__Problem requirements__: Reproduce exactly the lines below from the one containing "For the above photograph, report the bounding box of every town" through the one containing "horizon line you can see.", including both, and nothing else.

#### Records for the exercise ####

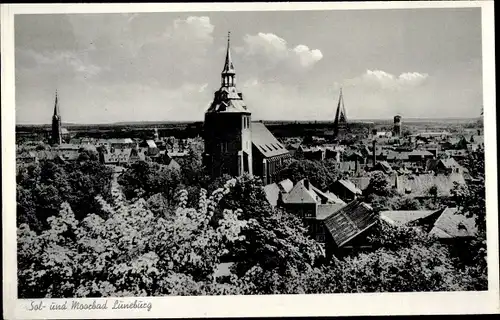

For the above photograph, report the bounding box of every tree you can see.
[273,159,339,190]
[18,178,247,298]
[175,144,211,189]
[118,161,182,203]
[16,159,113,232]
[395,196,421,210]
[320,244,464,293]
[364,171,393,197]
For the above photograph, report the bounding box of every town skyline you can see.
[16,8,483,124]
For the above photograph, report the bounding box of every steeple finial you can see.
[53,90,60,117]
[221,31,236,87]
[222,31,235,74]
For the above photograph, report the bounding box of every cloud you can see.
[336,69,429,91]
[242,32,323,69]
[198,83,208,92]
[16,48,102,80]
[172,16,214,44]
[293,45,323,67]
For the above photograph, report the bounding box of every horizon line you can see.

####
#### Records for the exercise ####

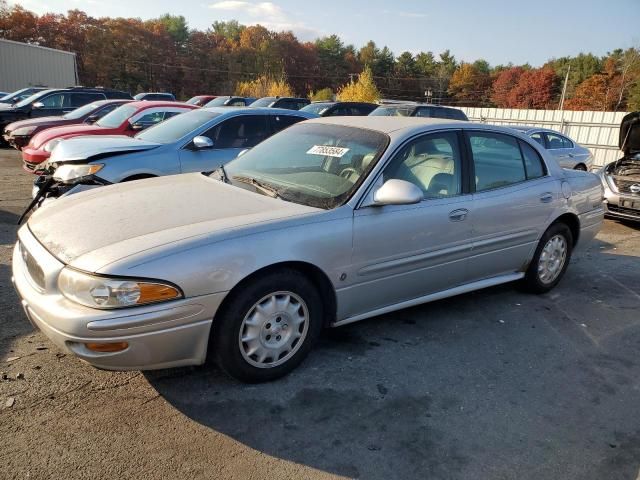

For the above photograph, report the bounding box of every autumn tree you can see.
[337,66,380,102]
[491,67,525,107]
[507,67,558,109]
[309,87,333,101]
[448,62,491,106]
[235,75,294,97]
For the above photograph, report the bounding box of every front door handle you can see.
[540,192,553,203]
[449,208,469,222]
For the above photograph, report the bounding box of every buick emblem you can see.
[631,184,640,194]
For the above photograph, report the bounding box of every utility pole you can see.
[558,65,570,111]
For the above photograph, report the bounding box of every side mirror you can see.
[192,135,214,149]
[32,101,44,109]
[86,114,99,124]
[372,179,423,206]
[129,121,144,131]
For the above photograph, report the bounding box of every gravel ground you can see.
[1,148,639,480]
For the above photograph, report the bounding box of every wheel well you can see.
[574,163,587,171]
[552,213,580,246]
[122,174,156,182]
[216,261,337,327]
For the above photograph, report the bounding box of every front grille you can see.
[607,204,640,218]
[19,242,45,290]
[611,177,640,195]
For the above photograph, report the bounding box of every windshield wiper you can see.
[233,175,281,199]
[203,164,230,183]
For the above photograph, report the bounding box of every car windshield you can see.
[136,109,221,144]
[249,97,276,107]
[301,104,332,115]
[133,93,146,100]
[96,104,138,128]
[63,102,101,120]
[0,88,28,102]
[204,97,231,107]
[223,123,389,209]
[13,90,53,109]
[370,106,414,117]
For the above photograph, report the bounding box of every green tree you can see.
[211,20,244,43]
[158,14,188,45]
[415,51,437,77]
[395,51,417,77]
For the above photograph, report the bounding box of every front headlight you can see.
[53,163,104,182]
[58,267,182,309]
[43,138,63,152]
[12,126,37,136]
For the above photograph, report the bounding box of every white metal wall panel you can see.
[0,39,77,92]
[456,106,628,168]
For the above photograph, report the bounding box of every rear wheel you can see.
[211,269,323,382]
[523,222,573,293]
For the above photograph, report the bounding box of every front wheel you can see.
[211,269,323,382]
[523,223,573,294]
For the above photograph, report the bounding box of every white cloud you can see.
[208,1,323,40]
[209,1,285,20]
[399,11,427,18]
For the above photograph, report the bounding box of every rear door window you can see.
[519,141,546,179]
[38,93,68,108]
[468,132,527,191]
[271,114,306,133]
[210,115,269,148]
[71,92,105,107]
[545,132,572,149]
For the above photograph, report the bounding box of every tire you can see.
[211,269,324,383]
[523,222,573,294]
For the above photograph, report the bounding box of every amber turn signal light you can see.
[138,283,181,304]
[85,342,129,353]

####

__Task response__:
For the above photograph, report the bounding box of every town skyline you can see.
[16,8,483,124]
For the above photograph, report the bounding box of every steeple finial you can see.
[53,90,60,117]
[221,31,236,87]
[222,31,235,74]
For the above photograph, report the bounding box of every cloud you can see.
[336,69,429,91]
[242,32,323,69]
[198,83,208,92]
[16,48,102,80]
[172,16,214,44]
[293,45,323,67]
For the above photograph, report the bounding box of every horizon line you can see.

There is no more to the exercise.